**TASK:** Keep every line in which "asked" occurs and drop the rest of the data.

[RECORD SET]

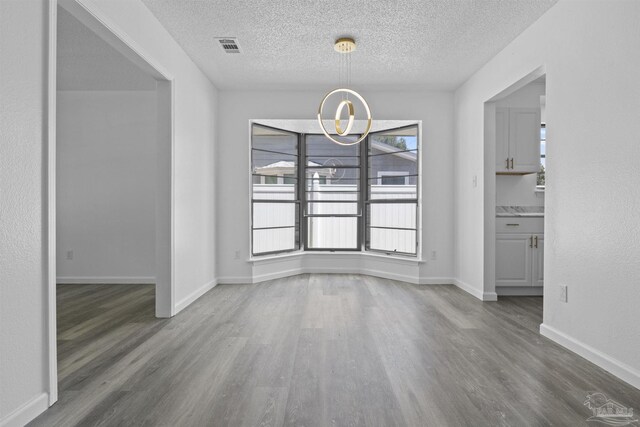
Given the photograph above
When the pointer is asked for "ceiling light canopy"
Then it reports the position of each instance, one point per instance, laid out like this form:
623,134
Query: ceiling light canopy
345,46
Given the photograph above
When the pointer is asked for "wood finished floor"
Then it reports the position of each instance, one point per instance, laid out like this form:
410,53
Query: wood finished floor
316,350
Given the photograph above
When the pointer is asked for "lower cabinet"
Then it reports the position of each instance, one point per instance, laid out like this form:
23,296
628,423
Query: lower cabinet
519,259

[/RECORD SET]

**EXERCISE RESPONSE:**
When the pointer is asked for "ceiling light canopy"
When the pointer is asked for "wood finished floor"
When the pointer is asked for "lower cabinet"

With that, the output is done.